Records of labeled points
++++++++++

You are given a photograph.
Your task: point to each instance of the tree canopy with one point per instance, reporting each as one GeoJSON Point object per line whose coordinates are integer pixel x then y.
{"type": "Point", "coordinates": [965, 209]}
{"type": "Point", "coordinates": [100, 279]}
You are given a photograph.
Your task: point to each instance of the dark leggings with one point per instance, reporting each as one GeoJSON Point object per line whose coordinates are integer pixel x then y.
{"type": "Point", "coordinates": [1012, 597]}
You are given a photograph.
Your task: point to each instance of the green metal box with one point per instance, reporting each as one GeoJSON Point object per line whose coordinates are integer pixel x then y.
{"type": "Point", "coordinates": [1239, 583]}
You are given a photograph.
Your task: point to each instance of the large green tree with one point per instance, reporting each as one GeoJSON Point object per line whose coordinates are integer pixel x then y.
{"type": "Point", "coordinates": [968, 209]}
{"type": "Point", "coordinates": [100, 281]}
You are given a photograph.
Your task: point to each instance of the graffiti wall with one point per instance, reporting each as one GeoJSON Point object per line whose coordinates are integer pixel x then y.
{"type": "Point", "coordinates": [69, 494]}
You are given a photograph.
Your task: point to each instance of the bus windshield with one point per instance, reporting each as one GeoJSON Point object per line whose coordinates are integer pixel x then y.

++++++++++

_Problem statement:_ Take the listing above and write it out again exactly.

_Finished task:_
You are given a photograph.
Your task: point to each instance of the tree canopy with one point per instance, reporting each as one GeoJSON Point object per line whose coordinates are integer pixel x then y.
{"type": "Point", "coordinates": [965, 209]}
{"type": "Point", "coordinates": [100, 279]}
You are given a photograph.
Your task: point to each instance of the dark leggings with one point per instance, reporting each as one GeoJSON Point object per line whose coordinates are integer pixel x then y.
{"type": "Point", "coordinates": [1012, 597]}
You are given a photograph.
Your task: point to each instance of the green metal box with one point per instance, reporting each as one GeoJSON Point object per line whose coordinates are integer pixel x then y.
{"type": "Point", "coordinates": [1239, 583]}
You are given a photograph.
Your task: point to each instance of the large green tree with one point per instance, reporting each as one GeoJSON Point object per line whose coordinates are integer pixel x then y.
{"type": "Point", "coordinates": [968, 209]}
{"type": "Point", "coordinates": [100, 281]}
You are given a photograph.
Your task: point to each instance of the graffiti wall with one point per instance, reporting each as one GeoJSON Point object per line whose coordinates are integer pixel x then y.
{"type": "Point", "coordinates": [69, 494]}
You are given a photograph.
Your task: point to each instance of the bus windshield with one point per instance, reporting each as one GeoJSON Point object per line whose coordinates are integer pixel x then y.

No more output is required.